Task details:
From the line containing "the metal guardrail" down to the last line of the material, return those lines verbatim and only those.

Data shown:
* start *

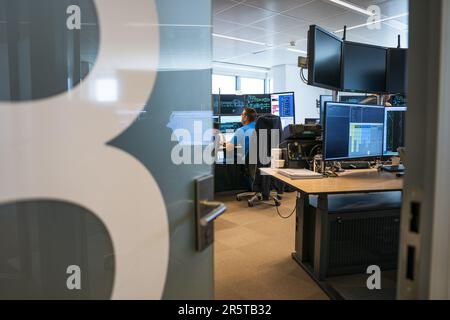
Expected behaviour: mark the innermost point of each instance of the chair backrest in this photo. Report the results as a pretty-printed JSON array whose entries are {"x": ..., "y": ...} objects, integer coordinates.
[{"x": 268, "y": 132}]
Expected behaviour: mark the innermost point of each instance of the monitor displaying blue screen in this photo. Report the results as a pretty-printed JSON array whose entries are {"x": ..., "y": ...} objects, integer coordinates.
[
  {"x": 231, "y": 104},
  {"x": 283, "y": 105},
  {"x": 353, "y": 131},
  {"x": 259, "y": 102}
]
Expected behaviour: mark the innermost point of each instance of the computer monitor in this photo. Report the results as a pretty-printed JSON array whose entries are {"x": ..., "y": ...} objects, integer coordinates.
[
  {"x": 394, "y": 130},
  {"x": 353, "y": 131},
  {"x": 364, "y": 68},
  {"x": 323, "y": 100},
  {"x": 396, "y": 75},
  {"x": 231, "y": 104},
  {"x": 283, "y": 105},
  {"x": 313, "y": 121},
  {"x": 229, "y": 124},
  {"x": 324, "y": 59},
  {"x": 358, "y": 99},
  {"x": 260, "y": 102}
]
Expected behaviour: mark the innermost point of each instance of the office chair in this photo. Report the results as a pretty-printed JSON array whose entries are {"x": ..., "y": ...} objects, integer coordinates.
[{"x": 261, "y": 152}]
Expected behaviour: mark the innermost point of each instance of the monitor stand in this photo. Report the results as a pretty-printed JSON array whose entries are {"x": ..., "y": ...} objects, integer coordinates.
[{"x": 395, "y": 169}]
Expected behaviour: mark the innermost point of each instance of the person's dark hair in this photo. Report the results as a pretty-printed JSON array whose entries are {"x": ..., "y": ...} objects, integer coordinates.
[{"x": 251, "y": 114}]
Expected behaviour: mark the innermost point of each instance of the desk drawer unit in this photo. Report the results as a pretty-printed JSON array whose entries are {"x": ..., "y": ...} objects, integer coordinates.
[{"x": 361, "y": 237}]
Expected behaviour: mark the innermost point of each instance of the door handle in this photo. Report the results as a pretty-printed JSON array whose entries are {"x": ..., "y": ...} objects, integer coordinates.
[
  {"x": 206, "y": 212},
  {"x": 218, "y": 208}
]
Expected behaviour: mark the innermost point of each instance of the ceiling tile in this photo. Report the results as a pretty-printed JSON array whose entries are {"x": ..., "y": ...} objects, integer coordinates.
[
  {"x": 222, "y": 27},
  {"x": 349, "y": 19},
  {"x": 394, "y": 7},
  {"x": 278, "y": 5},
  {"x": 232, "y": 48},
  {"x": 244, "y": 14},
  {"x": 276, "y": 39},
  {"x": 248, "y": 33},
  {"x": 279, "y": 23},
  {"x": 299, "y": 32},
  {"x": 220, "y": 5},
  {"x": 316, "y": 11}
]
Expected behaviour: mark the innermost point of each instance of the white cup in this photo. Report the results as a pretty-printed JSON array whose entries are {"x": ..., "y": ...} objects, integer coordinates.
[{"x": 278, "y": 164}]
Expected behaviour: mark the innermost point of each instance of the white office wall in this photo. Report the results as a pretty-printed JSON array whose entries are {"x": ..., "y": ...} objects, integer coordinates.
[{"x": 286, "y": 78}]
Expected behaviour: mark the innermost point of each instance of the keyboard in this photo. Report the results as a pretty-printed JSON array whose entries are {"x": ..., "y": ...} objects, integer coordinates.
[{"x": 355, "y": 165}]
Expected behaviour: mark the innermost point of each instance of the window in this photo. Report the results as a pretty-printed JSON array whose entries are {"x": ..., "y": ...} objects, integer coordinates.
[
  {"x": 223, "y": 84},
  {"x": 252, "y": 86}
]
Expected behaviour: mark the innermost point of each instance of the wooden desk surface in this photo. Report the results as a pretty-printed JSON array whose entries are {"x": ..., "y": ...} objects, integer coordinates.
[{"x": 351, "y": 181}]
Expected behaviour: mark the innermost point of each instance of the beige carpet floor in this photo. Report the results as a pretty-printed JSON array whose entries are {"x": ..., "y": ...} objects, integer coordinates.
[{"x": 252, "y": 254}]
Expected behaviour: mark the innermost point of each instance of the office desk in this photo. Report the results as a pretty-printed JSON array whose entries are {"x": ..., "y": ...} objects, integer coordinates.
[{"x": 350, "y": 182}]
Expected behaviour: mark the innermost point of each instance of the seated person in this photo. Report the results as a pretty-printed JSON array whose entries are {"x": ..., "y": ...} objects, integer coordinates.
[{"x": 242, "y": 138}]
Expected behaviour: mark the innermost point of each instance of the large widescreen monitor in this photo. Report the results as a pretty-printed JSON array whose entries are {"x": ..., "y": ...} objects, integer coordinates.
[
  {"x": 324, "y": 59},
  {"x": 396, "y": 75},
  {"x": 394, "y": 130},
  {"x": 231, "y": 104},
  {"x": 364, "y": 68},
  {"x": 260, "y": 102},
  {"x": 353, "y": 131}
]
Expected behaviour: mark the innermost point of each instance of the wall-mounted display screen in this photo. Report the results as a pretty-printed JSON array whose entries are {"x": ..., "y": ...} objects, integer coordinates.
[
  {"x": 364, "y": 68},
  {"x": 325, "y": 58}
]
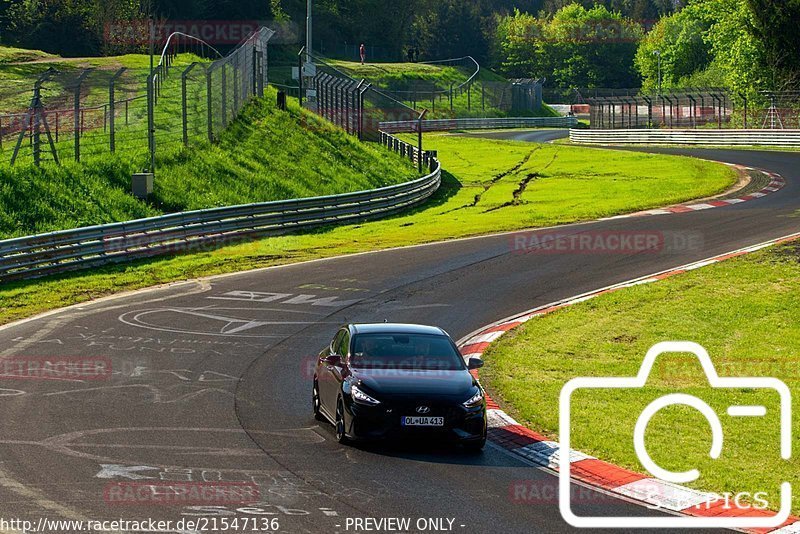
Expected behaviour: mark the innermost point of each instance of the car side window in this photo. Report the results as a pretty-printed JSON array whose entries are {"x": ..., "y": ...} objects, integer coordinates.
[
  {"x": 343, "y": 348},
  {"x": 337, "y": 340}
]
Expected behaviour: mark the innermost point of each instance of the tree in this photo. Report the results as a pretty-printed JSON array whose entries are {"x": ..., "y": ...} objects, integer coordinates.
[
  {"x": 453, "y": 28},
  {"x": 774, "y": 25},
  {"x": 683, "y": 51},
  {"x": 576, "y": 47}
]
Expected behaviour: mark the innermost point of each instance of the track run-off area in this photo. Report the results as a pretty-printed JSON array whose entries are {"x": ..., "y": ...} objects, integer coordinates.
[{"x": 211, "y": 380}]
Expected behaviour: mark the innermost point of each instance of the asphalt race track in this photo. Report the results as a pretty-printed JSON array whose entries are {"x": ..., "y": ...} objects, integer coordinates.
[{"x": 211, "y": 380}]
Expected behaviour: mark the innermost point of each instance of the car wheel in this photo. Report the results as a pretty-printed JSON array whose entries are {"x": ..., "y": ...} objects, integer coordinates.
[
  {"x": 316, "y": 402},
  {"x": 341, "y": 437},
  {"x": 475, "y": 446}
]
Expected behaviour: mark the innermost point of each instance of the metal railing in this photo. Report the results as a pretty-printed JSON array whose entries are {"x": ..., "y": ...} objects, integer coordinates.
[
  {"x": 442, "y": 125},
  {"x": 68, "y": 250},
  {"x": 783, "y": 138}
]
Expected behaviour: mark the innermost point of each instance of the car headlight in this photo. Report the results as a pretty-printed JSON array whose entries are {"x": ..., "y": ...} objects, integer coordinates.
[
  {"x": 362, "y": 397},
  {"x": 475, "y": 400}
]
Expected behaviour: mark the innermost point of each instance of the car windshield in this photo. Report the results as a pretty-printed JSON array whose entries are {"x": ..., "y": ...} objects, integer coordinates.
[{"x": 405, "y": 351}]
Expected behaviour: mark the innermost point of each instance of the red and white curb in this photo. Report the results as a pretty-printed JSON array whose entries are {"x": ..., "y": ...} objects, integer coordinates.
[
  {"x": 777, "y": 182},
  {"x": 505, "y": 432}
]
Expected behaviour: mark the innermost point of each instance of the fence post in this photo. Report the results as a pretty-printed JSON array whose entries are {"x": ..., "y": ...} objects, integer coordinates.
[
  {"x": 745, "y": 111},
  {"x": 210, "y": 103},
  {"x": 78, "y": 115},
  {"x": 112, "y": 110},
  {"x": 224, "y": 95},
  {"x": 255, "y": 71},
  {"x": 451, "y": 97},
  {"x": 300, "y": 74},
  {"x": 236, "y": 65},
  {"x": 37, "y": 126},
  {"x": 151, "y": 125},
  {"x": 184, "y": 106}
]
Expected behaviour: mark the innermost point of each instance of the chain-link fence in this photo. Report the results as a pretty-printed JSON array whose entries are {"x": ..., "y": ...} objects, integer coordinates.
[
  {"x": 73, "y": 113},
  {"x": 355, "y": 105},
  {"x": 478, "y": 92}
]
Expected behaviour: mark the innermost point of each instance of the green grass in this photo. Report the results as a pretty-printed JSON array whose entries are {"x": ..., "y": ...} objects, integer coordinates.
[
  {"x": 743, "y": 311},
  {"x": 403, "y": 76},
  {"x": 569, "y": 188},
  {"x": 487, "y": 97},
  {"x": 9, "y": 54},
  {"x": 265, "y": 155}
]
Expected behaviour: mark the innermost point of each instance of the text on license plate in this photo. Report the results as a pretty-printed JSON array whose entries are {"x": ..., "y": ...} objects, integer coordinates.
[{"x": 422, "y": 421}]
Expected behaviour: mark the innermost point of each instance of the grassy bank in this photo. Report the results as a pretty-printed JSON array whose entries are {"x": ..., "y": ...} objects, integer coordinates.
[
  {"x": 266, "y": 154},
  {"x": 743, "y": 311},
  {"x": 567, "y": 188},
  {"x": 407, "y": 81}
]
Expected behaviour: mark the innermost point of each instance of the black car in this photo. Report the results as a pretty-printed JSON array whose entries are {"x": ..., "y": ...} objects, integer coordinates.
[{"x": 377, "y": 381}]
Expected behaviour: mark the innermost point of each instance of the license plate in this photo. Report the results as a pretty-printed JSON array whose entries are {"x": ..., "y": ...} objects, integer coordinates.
[{"x": 422, "y": 421}]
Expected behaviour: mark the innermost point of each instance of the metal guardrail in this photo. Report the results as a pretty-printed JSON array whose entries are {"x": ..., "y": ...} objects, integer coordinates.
[
  {"x": 441, "y": 125},
  {"x": 68, "y": 250},
  {"x": 783, "y": 138}
]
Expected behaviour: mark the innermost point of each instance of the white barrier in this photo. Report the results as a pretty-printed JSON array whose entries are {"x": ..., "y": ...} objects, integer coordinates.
[{"x": 782, "y": 138}]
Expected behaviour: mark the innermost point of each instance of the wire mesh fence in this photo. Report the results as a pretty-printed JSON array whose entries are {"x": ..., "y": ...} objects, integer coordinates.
[
  {"x": 355, "y": 105},
  {"x": 72, "y": 113},
  {"x": 471, "y": 92}
]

* end *

Solved problem:
Expected behaviour: mark the innermost point of each instance of the metal guardrail in this photo. Report the results as a pretty-printed JSON array whose entries are {"x": ..., "y": ...} objects, integer coordinates.
[
  {"x": 441, "y": 125},
  {"x": 68, "y": 250},
  {"x": 783, "y": 138}
]
Expected behaviour: mark the innermost point of each instance of the white barrier in this photo. Report the results as a pretty-printed JSON array whose entries are {"x": ..., "y": ...} objects, integer coordinates.
[{"x": 782, "y": 138}]
Expected behaviour: mark the innermost point of each instance of the wire mesh fence in this photo. Report the results as a pretty-printed JSON array whose entries are {"x": ..., "y": ...} objects, integer coordinates.
[
  {"x": 355, "y": 105},
  {"x": 72, "y": 113},
  {"x": 471, "y": 92}
]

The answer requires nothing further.